---- Records for the task

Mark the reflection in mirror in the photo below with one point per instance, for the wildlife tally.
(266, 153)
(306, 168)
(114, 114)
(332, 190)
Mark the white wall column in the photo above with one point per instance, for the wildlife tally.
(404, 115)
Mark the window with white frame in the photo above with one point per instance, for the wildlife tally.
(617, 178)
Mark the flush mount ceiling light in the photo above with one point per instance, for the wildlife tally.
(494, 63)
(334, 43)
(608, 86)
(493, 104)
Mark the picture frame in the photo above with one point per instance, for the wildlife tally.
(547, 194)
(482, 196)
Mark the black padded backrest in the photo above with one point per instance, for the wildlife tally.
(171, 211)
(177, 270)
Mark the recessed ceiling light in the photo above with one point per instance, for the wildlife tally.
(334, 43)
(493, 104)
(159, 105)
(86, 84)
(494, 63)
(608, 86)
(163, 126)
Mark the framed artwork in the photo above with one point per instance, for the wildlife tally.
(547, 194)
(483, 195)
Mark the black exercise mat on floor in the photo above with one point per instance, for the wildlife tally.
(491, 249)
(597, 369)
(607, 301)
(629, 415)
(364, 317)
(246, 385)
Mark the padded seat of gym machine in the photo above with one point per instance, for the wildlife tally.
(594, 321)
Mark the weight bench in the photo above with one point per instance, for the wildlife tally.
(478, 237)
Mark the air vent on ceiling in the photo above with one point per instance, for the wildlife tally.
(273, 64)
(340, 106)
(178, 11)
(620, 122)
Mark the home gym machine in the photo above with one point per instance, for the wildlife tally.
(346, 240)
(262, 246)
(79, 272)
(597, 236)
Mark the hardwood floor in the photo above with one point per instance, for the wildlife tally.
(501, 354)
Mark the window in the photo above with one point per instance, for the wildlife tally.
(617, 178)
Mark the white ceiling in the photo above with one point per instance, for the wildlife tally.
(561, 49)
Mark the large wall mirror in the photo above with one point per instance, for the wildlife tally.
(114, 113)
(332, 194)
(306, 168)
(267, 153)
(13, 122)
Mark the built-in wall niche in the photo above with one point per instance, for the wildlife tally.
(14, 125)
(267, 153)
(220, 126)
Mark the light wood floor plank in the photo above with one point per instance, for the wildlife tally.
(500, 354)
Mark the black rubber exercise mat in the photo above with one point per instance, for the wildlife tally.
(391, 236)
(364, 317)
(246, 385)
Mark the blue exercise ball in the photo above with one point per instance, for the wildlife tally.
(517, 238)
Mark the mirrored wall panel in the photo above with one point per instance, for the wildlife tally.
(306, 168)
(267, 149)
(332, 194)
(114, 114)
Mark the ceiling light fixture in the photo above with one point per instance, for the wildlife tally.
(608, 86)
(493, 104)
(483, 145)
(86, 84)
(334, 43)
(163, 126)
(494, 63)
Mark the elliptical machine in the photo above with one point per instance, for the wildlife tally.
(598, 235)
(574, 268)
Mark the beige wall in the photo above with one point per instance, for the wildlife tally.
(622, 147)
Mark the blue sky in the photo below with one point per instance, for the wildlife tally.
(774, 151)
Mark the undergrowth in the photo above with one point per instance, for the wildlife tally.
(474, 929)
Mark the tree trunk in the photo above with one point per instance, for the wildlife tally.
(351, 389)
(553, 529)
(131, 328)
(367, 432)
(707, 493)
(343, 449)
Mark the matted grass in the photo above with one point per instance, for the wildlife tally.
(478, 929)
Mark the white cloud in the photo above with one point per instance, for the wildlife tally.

--------

# Exercise aim
Nothing but an exact reproduction of the entries is wanted.

# Exercise response
Mark the reflection in mirror in the photo below with one point per instance, for the wildlife tally.
(266, 153)
(306, 168)
(114, 114)
(332, 190)
Mark the white wall column in the photo above with one point per instance, for the wildlife tally.
(404, 115)
Mark the window with white frame in the photo above with one point per instance, for the wildlife tally.
(617, 178)
Mark the flush mount ceiling light in the photo above with one point per instance, for the wildlife tally.
(494, 63)
(334, 43)
(608, 86)
(493, 104)
Mark the picture frame in the photo above with one point per instance, for the wildlife tally.
(547, 194)
(482, 196)
Mark the black padded backrest in the photo above with one point per instance, for the wildlife tally.
(171, 211)
(177, 270)
Mark the recessed ceiling light in the photo above with one point per instance, for the wildlife tally.
(334, 43)
(493, 104)
(159, 105)
(86, 84)
(494, 63)
(608, 86)
(163, 126)
Mark the framed artwork in the photo above with one point per instance, for the wildlife tally.
(547, 194)
(483, 195)
Mark the black exercise mat on floor in the photo above with one point per instance, for the wildlife tally.
(491, 249)
(597, 369)
(607, 301)
(629, 415)
(364, 317)
(246, 385)
Mark the padded seat of gym machine in the photo above with one point per instance, for the wildlife tally.
(594, 321)
Mark the weight bench in the photo above with one point per instance, for the wildlife tally.
(478, 237)
Mark the air vent on ceiling in the photo above with one point per instance, for the wildlife tally.
(273, 64)
(340, 106)
(178, 11)
(620, 122)
Mark the home gym machine in the photo above with one point per instance, for the wildlife tally.
(346, 240)
(262, 246)
(79, 272)
(597, 236)
Mark the hardwood floor in the photo above with one point per instance, for the wildlife tally.
(501, 354)
Mark the window in the photo above with one point per instance, for the wildlife tally.
(617, 178)
Mark the white ceiling in the photo above with one point per instance, for the wildlife tally.
(561, 49)
Mark the large wall mirror in the photo above with one point per instance, for the wildlife tally.
(114, 113)
(332, 194)
(306, 168)
(267, 153)
(13, 122)
Mark the built-in wall niche in the photo above with one point per instance, for the wildlife tally.
(14, 125)
(267, 153)
(220, 126)
Mark the light wood floor plank in the photo above with one point per instance, for the wildlife tally.
(500, 354)
Mark the black rubber exercise mat in the photo above with one point per instance, for the wildlife tally.
(391, 236)
(364, 317)
(246, 385)
Mark the blue exercise ball in the photo above with one point per instance, for the wildlife tally.
(517, 238)
Mark the mirrored wall panel in the photo above with one point per instance, for the wildlife tally.
(306, 168)
(267, 149)
(332, 194)
(114, 114)
Mark the ceiling light fixture in the photo above with one point per instance, for the wildlife tally.
(608, 86)
(493, 104)
(483, 145)
(86, 84)
(334, 43)
(163, 126)
(494, 63)
Mark the elliptical machine in the photo above with one point per instance, for the wildlife tally.
(598, 235)
(574, 268)
Mark the beige wall in the photo above with one point per instance, for the wildlife tally.
(622, 147)
Mark the blue sky in the photo below with one point per instance, for the wildlife tally.
(774, 151)
Mark the undergrowth in the photo above with one point per instance, for the wildlife tally.
(474, 929)
Mark the tree trunk in the photo above with one point per instance, for the wildlife tally.
(351, 389)
(553, 529)
(131, 328)
(367, 432)
(707, 493)
(343, 449)
Mark the matted grass in the photo above with one point per instance, for the wildlife tally.
(478, 929)
Mark the white cloud in the photo above with one point per instance, for the wildlife tally.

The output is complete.